* _Trecho do texto_:

O ensaio fotográfico apresentado por Túlio Travaglia nos mostra fragmentos de

uma pintura em ruínas feitas sobre a superfície de um muro, o qual não conseguimos

mensurar com precisão o tempo de tal produção.

Esses fragmentos poderiam ser denominados de “cartografia da perda”, um

mosaico complexo, composto por uma composição caleidoscópica irregular e colorida,

que se constituiu vagarosamente. O próprio tempo é a grande matéria prima das

superfícies apresentadas pelas imagens.

Sobre a superfície deste muro formam-se mapas, registros da passagem do

tempo, que se tornam mais evidentes pelas cores desta pintura que desconhecemos em

sua totalidade. Labirintos de linhas, pinceladas coloridas e bem marcadas e arestas de

concretos disputam espaço nas superfícies fotografadas. Um misto de cor, volume,

rugosidade ou lisura criam massas de elementos pictóricos, agregados de matéria.

* _Instruções das tarefas_:
- 1) De acordo com o texto sobre o ensaio fotográfico, qual é a grande matéria-prima das superfícies mostradas nas imagens?
- 2) Transcreva do texto sobre o ensaio fotográfico tudo desde "sua totalidade. Labirintos" até "agregados de matéria.".

* _Trecho dos dados_:
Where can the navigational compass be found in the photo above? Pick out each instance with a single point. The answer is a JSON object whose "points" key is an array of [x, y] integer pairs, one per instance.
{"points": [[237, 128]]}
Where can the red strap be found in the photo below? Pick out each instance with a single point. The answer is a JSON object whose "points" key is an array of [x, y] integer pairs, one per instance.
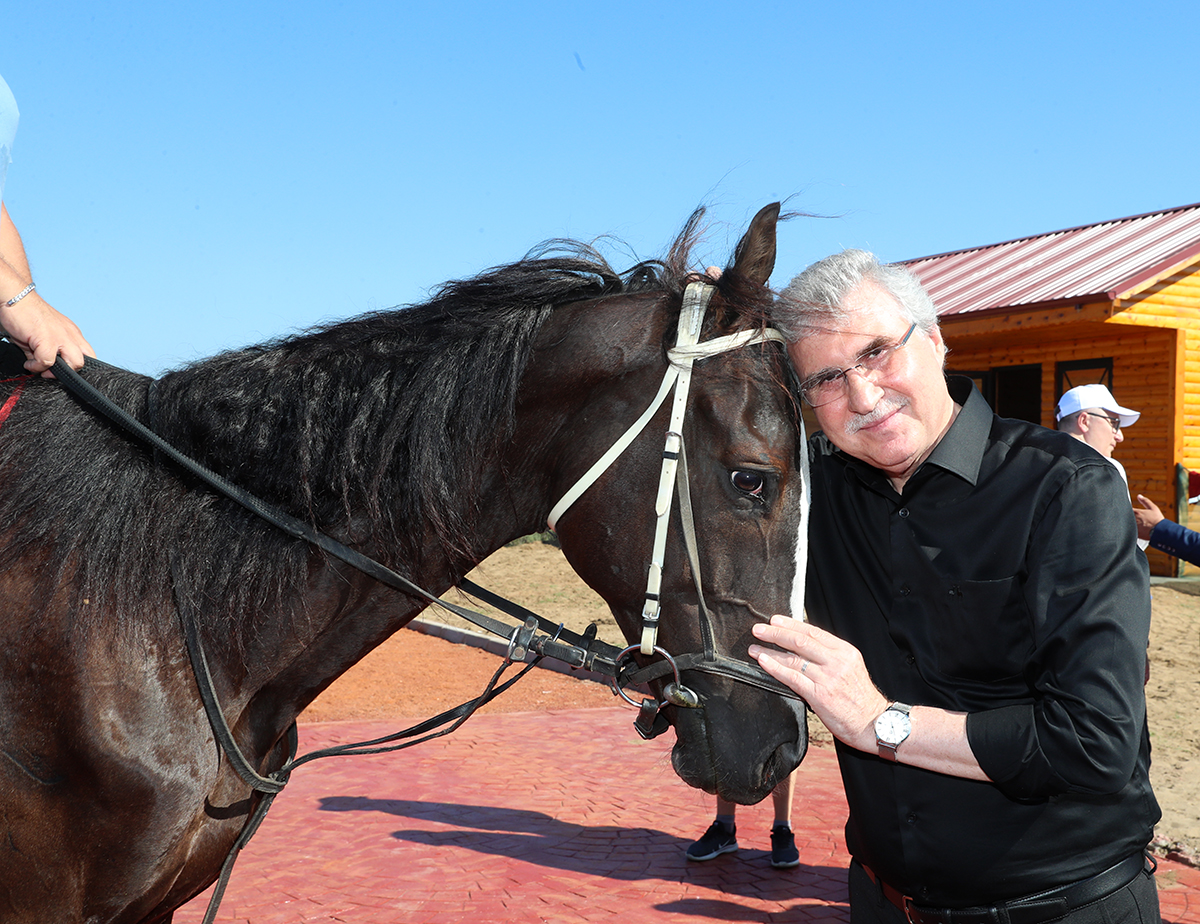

* _Respostas das tarefas_:
- 1) O próprio tempo.

- 2)
sua totalidade. Labirintos de linhas, pinceladas coloridas e bem marcadas e arestas de

concretos disputam espaço nas superfícies fotografadas. Um misto de cor, volume,

rugosidade ou lisura criam massas de elementos pictóricos, agregados de matéria.